◆ Task to complete: Please copy the records from the line containing "Query: demon foot" through the end of the records, substituting "blazer" for "jacket" and leaving everything else unchanged.

┌────────

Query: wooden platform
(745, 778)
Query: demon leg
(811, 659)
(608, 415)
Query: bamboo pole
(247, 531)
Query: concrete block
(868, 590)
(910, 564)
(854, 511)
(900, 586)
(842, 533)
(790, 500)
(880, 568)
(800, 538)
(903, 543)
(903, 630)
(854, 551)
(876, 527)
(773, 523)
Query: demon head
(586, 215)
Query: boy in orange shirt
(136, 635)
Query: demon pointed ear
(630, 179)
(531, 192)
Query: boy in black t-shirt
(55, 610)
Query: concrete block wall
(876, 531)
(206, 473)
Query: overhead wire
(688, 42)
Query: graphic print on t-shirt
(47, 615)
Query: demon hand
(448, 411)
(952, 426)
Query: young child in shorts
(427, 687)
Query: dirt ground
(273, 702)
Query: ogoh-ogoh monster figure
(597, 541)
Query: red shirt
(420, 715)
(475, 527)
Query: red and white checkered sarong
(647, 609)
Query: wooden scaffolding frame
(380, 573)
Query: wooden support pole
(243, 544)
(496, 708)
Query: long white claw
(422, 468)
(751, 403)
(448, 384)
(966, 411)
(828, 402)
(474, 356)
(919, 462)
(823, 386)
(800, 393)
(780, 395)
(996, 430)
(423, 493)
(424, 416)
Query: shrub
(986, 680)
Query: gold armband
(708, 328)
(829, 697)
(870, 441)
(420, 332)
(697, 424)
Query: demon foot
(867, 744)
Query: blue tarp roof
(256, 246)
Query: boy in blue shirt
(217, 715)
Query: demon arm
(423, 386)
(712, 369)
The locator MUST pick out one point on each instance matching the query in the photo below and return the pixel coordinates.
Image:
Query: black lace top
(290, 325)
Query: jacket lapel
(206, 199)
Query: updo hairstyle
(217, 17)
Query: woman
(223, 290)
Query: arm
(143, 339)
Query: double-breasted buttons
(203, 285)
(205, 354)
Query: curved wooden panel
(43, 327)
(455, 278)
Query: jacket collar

└────────

◆ Task answer:
Query: demon foot
(867, 744)
Query: blue tarp roof
(256, 246)
Query: boy in blue shirt
(217, 715)
Query: demon arm
(423, 386)
(712, 369)
The locator MUST pick out one point on each instance matching the query in the photo below and return the pixel coordinates.
Image:
Query: black lace top
(290, 325)
Query: blazer lapel
(206, 199)
Query: updo hairstyle
(217, 17)
Query: woman
(223, 290)
Query: arm
(143, 339)
Query: double-breasted buttons
(203, 285)
(205, 354)
Query: curved wooden panel
(43, 327)
(455, 278)
Query: blazer collar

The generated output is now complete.